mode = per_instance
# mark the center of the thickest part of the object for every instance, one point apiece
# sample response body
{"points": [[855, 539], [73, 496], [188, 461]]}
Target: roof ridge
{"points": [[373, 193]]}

========================================

- EXERCISE DIRECTIONS
Copy out every line of the items above, character for character, with nothing altered.

- TASK SOLUTION
mode = per_instance
# mark the center of the thickest part of the object for every instance, one point apiece
# sample response body
{"points": [[855, 539], [73, 496], [188, 461]]}
Target: roof ridge
{"points": [[373, 193]]}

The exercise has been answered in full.